[Natural-language object grounding data]
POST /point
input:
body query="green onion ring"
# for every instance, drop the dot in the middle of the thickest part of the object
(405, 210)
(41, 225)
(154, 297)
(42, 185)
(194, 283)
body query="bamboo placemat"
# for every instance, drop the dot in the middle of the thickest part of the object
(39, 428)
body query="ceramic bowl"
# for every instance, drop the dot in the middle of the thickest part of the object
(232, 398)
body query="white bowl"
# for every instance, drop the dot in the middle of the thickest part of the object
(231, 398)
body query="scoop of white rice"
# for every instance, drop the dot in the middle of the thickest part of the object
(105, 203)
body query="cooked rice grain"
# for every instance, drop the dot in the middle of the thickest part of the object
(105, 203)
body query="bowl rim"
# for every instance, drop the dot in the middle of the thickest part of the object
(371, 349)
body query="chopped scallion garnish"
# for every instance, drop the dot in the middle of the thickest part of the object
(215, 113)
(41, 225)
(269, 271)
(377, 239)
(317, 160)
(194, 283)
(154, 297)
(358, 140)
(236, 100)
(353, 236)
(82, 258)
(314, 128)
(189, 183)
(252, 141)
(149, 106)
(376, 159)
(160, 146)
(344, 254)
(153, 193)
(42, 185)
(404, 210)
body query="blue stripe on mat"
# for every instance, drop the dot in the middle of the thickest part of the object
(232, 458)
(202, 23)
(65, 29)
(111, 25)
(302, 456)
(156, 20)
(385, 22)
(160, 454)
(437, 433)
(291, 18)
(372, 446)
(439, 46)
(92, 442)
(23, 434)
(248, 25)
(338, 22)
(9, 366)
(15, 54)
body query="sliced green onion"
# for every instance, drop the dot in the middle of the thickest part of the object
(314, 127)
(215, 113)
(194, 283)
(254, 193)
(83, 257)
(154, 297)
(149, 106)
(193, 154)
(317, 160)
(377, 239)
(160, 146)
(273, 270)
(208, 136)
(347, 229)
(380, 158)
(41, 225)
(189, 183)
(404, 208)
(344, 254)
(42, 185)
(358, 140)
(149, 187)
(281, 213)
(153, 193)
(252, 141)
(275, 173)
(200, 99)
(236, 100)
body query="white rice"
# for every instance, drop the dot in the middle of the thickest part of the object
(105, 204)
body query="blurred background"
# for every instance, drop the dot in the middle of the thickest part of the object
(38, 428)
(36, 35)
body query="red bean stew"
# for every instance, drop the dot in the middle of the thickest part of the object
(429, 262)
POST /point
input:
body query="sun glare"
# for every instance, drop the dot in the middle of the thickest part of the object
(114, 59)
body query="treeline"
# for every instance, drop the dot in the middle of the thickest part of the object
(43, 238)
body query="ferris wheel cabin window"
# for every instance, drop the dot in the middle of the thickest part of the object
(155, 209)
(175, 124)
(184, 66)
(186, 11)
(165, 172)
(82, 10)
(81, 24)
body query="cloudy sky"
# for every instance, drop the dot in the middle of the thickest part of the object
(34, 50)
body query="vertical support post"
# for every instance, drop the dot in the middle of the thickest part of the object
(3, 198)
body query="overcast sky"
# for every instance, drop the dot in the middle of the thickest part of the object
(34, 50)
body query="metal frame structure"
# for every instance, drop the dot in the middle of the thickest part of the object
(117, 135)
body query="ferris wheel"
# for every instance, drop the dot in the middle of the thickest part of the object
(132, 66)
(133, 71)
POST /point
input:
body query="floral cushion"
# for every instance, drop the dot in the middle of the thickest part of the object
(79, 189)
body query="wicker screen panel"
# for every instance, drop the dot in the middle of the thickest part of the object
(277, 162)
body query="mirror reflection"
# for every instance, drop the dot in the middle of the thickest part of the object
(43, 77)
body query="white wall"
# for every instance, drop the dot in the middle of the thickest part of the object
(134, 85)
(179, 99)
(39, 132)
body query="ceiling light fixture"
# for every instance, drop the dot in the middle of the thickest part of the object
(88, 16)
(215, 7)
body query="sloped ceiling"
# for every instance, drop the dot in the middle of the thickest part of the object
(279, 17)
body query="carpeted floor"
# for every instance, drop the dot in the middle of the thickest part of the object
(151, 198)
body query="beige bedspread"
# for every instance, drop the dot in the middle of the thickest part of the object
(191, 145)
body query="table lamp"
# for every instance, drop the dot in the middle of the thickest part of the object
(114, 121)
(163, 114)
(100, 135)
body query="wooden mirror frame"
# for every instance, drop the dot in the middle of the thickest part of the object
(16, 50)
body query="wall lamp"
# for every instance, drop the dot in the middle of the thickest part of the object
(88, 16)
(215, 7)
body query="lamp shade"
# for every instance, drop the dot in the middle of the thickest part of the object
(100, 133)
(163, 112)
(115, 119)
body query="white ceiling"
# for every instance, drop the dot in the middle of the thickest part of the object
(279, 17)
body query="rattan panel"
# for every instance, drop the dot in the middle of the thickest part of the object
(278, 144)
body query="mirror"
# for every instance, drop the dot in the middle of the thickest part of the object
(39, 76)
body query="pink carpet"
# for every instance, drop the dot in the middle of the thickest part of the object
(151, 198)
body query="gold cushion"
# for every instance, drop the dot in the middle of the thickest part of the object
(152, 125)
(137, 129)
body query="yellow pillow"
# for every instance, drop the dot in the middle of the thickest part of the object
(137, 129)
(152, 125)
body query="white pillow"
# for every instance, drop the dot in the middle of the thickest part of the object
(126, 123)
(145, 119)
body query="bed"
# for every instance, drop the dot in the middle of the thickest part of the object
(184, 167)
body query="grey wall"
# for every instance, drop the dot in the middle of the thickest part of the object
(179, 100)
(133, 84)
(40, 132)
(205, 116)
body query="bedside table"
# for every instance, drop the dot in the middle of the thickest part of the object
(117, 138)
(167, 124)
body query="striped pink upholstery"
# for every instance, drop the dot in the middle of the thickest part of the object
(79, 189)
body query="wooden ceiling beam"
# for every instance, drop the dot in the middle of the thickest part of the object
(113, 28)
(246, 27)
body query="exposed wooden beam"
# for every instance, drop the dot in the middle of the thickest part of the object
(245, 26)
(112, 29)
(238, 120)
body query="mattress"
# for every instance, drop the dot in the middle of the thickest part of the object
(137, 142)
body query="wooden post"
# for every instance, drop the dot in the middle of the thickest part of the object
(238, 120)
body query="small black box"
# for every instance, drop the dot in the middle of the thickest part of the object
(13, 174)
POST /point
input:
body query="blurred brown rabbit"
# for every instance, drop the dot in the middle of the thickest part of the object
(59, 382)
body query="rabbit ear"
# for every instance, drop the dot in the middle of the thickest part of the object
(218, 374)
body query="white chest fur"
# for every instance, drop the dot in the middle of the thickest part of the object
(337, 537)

» What you should do
Your answer should be the lines above that contain the word "beam", copied out.

» Response to the exercise
body query="wooden ceiling beam"
body query="exposed wooden beam"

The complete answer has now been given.